# REQUEST
Rewrite the records below with every "Target" replaced by "Object" and everything else unchanged. Leave the pictures out of your answer.

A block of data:
* * * * * * *

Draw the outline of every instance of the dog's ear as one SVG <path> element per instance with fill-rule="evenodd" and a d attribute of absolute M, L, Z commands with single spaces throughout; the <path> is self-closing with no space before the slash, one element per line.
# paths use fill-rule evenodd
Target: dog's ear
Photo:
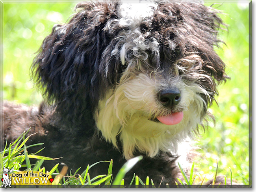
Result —
<path fill-rule="evenodd" d="M 191 37 L 194 51 L 198 53 L 204 61 L 204 71 L 217 82 L 225 81 L 229 77 L 225 73 L 225 64 L 215 50 L 219 48 L 220 43 L 224 43 L 217 36 L 220 29 L 226 27 L 218 15 L 221 13 L 211 7 L 197 4 L 193 6 L 196 11 L 193 10 L 189 14 L 195 27 L 193 33 L 195 38 Z"/>
<path fill-rule="evenodd" d="M 93 121 L 90 107 L 106 91 L 99 68 L 109 35 L 103 29 L 107 20 L 115 16 L 111 7 L 104 4 L 81 4 L 76 9 L 68 23 L 54 27 L 32 67 L 45 96 L 71 122 L 82 122 L 84 115 Z"/>

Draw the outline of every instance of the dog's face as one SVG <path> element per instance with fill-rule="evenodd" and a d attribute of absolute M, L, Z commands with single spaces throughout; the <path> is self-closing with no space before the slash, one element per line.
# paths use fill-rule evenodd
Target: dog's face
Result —
<path fill-rule="evenodd" d="M 3 170 L 3 174 L 7 174 L 8 173 L 8 172 L 10 170 L 10 169 L 9 168 L 6 168 L 5 167 L 3 167 L 4 170 Z"/>
<path fill-rule="evenodd" d="M 35 60 L 48 99 L 74 121 L 92 110 L 103 136 L 116 147 L 121 141 L 127 159 L 135 150 L 175 150 L 201 123 L 215 82 L 226 77 L 213 49 L 222 24 L 216 13 L 195 4 L 77 8 Z"/>

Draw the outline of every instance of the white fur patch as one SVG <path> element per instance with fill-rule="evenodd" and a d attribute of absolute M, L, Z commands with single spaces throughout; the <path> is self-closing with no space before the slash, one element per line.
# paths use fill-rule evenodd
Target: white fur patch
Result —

* * * * * * *

# EXERCISE RESPONSE
Draw the outline of every instance of the dog's ear as one SVG <path> element per instance with fill-rule="evenodd" and a d attribute of absolute M, L, Z commands with single spaces throughout; the <path> is self-closing with no space before the slash, one element per line.
# paths use fill-rule evenodd
Object: dog's ear
Photo:
Result —
<path fill-rule="evenodd" d="M 191 37 L 194 51 L 198 53 L 204 61 L 204 71 L 217 82 L 225 81 L 229 77 L 225 73 L 225 64 L 215 50 L 219 48 L 220 43 L 224 43 L 217 36 L 220 29 L 226 27 L 218 15 L 221 13 L 211 7 L 197 4 L 193 6 L 196 11 L 193 10 L 189 14 L 195 27 L 193 33 L 195 38 Z"/>
<path fill-rule="evenodd" d="M 93 121 L 90 107 L 106 91 L 99 68 L 109 35 L 103 29 L 107 20 L 115 16 L 111 7 L 104 4 L 81 4 L 76 9 L 68 23 L 54 27 L 32 67 L 45 96 L 71 122 L 82 122 L 84 115 Z"/>

Draw the outline of every instance of the dog's face as one SVG <path> element per instance with fill-rule="evenodd" and a d attribute of absolute M, L, Z commands with single spaces throughout; the <path> is self-closing with no space before the slash, one element per line.
# paths use fill-rule evenodd
Object: dog's face
Result —
<path fill-rule="evenodd" d="M 3 170 L 3 174 L 7 174 L 8 173 L 8 172 L 10 170 L 10 169 L 9 168 L 6 168 L 5 167 L 3 167 L 4 170 Z"/>
<path fill-rule="evenodd" d="M 35 60 L 48 99 L 74 121 L 92 110 L 103 136 L 116 147 L 121 141 L 127 159 L 135 150 L 175 150 L 201 123 L 215 82 L 226 77 L 213 49 L 222 24 L 216 13 L 195 4 L 77 8 Z"/>

Draw the outline of every instance of the white fur patch as one SVG <path> element per instance with fill-rule="evenodd" and a d attribute of absolute M, L, Z commands with single spaces throughout; the <path> is self-closing with no space before the slash, one element per line.
# paths use fill-rule evenodd
Object: white fur patch
Result —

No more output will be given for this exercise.